## Begin Record excerpts

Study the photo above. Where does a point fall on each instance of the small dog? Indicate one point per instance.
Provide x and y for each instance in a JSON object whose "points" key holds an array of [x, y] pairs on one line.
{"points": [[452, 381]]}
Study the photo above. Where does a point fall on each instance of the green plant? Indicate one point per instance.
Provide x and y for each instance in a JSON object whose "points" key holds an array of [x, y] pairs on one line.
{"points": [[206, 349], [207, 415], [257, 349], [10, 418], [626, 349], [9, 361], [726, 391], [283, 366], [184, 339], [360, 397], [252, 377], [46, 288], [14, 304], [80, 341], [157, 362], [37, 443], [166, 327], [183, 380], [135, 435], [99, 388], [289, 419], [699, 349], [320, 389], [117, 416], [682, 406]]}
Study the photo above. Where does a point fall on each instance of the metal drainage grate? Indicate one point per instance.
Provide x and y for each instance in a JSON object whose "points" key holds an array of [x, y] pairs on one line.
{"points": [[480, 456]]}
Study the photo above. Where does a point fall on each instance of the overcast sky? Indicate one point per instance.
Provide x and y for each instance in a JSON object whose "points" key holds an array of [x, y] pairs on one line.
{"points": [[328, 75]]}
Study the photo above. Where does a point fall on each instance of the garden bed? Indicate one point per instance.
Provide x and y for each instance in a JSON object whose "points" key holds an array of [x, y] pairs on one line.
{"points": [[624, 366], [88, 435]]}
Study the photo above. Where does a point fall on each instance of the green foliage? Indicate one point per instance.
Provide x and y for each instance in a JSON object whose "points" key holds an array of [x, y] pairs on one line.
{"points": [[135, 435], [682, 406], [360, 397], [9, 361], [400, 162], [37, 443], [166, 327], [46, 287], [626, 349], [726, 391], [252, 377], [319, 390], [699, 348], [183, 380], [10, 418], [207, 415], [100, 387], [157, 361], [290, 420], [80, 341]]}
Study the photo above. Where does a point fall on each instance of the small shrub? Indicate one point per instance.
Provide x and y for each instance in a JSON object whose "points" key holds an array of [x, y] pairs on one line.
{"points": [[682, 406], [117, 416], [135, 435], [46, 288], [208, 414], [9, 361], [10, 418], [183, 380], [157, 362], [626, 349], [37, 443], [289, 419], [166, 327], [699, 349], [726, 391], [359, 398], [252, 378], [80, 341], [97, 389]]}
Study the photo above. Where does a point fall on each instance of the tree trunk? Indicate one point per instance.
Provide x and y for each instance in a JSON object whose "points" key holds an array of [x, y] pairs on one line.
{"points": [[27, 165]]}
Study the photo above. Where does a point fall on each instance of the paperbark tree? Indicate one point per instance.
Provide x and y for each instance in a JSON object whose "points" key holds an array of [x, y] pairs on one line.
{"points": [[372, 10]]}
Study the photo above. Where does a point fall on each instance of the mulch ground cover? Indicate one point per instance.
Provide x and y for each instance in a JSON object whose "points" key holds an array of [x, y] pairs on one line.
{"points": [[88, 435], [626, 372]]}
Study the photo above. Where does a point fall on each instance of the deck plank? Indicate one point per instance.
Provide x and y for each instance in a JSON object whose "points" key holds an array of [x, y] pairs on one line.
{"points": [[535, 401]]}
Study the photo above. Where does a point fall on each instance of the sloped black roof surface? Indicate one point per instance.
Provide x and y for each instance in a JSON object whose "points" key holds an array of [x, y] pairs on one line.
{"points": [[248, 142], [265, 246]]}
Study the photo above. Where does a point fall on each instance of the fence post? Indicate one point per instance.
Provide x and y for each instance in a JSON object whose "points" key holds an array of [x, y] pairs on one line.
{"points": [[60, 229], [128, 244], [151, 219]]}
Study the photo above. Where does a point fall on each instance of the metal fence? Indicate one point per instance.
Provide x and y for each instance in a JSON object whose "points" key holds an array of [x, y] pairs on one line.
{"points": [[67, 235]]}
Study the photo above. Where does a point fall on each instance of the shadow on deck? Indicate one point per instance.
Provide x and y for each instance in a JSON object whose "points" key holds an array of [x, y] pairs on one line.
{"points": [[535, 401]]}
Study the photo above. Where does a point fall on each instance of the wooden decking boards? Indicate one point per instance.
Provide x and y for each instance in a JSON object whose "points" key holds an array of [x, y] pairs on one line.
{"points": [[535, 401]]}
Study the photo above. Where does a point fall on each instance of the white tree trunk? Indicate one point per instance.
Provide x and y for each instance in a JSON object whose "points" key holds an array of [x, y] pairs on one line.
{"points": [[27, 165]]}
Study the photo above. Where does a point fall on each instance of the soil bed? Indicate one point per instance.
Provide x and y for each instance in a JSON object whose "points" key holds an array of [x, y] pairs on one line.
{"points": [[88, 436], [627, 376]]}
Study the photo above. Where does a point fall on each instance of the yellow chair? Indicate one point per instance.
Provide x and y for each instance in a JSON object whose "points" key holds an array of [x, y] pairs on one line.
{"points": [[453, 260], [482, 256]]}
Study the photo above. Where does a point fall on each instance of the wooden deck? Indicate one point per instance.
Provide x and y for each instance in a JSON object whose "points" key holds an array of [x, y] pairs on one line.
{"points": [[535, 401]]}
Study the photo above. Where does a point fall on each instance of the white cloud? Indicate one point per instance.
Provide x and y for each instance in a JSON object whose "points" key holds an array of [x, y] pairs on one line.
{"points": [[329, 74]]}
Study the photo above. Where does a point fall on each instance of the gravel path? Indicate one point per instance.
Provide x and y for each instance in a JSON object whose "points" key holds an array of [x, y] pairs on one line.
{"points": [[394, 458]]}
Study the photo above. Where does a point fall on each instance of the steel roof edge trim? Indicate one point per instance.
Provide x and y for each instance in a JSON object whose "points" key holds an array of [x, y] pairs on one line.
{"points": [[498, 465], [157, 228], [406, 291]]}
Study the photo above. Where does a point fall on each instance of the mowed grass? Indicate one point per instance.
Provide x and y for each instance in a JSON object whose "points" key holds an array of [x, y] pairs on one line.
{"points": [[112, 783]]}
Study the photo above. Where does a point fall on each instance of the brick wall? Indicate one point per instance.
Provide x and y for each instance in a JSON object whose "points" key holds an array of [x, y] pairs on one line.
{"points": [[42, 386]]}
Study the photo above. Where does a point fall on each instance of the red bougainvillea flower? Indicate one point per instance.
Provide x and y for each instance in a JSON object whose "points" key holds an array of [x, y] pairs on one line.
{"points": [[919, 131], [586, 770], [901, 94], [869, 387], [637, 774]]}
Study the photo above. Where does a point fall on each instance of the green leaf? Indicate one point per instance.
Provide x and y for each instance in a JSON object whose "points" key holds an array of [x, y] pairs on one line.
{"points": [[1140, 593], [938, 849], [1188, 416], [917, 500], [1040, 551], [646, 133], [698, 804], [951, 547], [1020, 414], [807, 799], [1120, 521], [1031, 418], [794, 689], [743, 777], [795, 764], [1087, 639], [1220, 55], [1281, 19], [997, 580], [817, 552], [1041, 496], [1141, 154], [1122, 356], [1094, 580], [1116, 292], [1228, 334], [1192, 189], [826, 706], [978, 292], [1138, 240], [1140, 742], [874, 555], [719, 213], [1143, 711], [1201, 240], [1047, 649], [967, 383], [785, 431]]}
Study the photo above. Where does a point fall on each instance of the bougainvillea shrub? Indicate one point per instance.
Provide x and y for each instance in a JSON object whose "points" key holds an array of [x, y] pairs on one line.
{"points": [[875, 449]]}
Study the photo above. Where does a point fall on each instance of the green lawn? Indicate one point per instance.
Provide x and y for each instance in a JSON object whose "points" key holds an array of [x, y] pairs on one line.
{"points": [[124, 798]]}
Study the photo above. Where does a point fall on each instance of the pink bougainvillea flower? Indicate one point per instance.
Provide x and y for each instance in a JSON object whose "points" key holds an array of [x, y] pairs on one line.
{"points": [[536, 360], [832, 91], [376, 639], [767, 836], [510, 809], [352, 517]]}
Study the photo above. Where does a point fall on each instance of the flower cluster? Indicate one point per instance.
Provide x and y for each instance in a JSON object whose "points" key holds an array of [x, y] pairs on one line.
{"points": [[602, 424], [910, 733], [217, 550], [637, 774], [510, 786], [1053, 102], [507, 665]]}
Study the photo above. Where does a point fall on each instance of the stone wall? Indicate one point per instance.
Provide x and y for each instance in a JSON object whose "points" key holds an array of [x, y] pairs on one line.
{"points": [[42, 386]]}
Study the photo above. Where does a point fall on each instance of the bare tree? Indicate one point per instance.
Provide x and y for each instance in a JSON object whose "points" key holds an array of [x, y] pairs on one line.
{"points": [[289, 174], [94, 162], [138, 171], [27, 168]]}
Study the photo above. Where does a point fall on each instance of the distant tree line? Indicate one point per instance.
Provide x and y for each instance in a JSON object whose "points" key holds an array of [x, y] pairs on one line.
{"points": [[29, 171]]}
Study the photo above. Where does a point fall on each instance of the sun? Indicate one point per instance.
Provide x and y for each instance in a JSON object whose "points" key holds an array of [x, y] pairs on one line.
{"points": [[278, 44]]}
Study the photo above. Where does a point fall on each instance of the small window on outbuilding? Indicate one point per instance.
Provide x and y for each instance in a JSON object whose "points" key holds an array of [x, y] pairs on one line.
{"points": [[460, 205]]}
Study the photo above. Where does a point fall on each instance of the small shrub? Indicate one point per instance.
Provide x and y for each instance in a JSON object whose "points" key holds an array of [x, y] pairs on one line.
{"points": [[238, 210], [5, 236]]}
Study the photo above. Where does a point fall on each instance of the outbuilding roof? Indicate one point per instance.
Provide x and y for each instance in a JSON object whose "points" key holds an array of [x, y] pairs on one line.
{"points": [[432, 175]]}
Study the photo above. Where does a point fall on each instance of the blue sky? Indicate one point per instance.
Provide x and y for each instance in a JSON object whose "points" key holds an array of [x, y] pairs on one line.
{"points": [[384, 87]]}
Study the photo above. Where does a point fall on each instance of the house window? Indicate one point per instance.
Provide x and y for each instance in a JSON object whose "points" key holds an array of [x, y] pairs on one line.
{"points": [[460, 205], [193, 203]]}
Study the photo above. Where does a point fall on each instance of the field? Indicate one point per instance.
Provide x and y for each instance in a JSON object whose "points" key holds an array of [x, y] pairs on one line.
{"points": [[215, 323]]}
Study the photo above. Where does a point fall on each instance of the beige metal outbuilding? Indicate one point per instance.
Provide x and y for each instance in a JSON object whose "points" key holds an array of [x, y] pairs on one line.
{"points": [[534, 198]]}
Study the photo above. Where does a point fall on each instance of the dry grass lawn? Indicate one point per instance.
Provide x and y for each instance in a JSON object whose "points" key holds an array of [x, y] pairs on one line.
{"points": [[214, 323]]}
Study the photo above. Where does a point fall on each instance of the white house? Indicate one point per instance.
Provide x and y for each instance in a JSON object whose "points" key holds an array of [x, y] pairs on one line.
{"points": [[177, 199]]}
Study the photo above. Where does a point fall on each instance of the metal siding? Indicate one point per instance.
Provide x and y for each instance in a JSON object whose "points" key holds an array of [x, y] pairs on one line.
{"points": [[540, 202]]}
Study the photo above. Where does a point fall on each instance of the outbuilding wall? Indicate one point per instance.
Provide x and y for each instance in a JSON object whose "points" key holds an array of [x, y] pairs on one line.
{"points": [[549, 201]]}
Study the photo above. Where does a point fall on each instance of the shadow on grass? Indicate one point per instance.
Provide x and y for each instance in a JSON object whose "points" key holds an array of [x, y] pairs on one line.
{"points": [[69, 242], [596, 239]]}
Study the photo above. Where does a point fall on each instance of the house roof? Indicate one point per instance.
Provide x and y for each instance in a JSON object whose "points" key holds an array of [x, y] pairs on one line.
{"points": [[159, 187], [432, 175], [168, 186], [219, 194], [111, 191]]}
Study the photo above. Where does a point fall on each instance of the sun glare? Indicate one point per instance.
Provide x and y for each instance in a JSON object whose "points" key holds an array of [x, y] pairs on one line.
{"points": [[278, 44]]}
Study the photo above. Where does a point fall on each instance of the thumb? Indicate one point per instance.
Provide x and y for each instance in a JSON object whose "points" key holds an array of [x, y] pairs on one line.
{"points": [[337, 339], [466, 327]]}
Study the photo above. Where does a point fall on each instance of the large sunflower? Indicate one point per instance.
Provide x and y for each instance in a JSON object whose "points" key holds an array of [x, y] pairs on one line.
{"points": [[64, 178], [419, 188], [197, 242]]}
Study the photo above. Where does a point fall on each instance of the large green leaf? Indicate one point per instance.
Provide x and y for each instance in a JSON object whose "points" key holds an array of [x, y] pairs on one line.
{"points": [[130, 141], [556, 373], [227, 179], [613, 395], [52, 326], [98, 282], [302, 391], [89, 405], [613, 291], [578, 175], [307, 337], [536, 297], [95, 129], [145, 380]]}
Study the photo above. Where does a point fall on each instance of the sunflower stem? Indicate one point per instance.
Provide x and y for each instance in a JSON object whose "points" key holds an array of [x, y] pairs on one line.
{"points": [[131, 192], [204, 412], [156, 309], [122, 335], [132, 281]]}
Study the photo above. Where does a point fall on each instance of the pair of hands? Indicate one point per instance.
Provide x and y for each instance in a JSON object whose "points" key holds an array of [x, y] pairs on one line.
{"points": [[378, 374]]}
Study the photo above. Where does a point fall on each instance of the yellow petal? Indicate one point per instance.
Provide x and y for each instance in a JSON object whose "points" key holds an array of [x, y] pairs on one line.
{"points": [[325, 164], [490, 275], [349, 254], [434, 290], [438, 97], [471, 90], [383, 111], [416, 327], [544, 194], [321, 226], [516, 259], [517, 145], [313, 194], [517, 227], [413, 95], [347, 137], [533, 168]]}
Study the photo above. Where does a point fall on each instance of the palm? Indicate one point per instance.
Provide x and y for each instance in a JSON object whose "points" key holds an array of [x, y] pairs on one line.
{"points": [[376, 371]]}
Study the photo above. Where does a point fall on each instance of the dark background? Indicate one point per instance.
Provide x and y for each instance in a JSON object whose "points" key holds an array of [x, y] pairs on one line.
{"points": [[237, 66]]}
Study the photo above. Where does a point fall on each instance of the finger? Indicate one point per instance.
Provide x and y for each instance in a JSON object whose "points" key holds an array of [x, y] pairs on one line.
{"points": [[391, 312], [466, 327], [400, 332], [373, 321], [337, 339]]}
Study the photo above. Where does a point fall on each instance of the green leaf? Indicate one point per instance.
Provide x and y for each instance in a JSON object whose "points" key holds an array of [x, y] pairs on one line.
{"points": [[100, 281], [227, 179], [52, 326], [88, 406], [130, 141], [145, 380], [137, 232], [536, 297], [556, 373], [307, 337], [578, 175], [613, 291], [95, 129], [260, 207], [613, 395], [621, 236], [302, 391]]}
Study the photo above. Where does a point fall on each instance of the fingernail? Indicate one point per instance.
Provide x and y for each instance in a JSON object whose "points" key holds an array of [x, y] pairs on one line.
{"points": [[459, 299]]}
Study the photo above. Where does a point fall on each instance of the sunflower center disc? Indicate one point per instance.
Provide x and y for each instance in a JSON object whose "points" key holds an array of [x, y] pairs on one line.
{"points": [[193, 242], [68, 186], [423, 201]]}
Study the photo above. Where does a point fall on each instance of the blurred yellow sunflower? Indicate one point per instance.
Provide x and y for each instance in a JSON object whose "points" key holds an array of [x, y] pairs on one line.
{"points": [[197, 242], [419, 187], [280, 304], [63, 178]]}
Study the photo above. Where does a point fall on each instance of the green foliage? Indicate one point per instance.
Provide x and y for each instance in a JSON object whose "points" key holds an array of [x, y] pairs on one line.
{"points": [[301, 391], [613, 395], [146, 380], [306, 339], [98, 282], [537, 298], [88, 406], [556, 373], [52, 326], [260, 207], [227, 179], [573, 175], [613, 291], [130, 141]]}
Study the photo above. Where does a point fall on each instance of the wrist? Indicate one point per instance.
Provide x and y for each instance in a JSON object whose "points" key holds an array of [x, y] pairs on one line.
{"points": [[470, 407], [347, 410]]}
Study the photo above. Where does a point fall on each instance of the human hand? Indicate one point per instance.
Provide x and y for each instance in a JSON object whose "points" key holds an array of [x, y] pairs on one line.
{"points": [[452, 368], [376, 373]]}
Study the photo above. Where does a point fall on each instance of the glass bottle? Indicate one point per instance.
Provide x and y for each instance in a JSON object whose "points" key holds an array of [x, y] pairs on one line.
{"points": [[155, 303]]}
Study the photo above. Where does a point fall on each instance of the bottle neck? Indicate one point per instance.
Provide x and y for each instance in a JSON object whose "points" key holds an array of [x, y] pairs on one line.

## End Record excerpts

Given problem |
Rewrite the part of the data that opens with the line containing "neck? Indicate one point per instance." and closes at the end of the data, swapping "one line" for "a single line" and leaving all else unchanged.

Right answer |
Study the photo above. Where does a point fall on each instance of the bottle neck? Indicate one point per instance.
Provide x and y for each instance in a JSON object whose "points" key holds an array of [x, y] pairs on a single line.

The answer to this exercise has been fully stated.